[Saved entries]
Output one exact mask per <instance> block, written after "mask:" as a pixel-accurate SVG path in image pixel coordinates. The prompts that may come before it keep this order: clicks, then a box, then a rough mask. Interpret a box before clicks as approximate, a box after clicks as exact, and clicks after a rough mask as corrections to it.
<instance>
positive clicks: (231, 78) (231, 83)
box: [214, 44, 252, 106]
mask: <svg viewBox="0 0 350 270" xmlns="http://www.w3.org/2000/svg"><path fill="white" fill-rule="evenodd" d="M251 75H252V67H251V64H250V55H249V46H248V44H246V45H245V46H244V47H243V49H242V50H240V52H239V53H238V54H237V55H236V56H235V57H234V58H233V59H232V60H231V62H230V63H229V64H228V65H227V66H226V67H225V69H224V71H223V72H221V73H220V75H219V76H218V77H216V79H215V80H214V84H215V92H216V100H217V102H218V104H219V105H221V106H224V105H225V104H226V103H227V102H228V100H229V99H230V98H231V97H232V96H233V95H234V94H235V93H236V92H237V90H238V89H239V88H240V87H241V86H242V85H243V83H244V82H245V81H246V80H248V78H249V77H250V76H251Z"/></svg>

__WHAT YOU WILL DO__: Look through the data above for the string "instance" and copy every line where it appears.

__RESULT FOR THIS EXERCISE__:
Output one exact mask per <instance> block, written after "mask:" as a pixel-accurate SVG path in image pixel coordinates. The prompts that may come before it keep this order: clicks, then a box, then a rough mask. Interpret a box before clicks as approximate, a box after clicks as exact, and clicks after a rough mask as corrections to it.
<instance>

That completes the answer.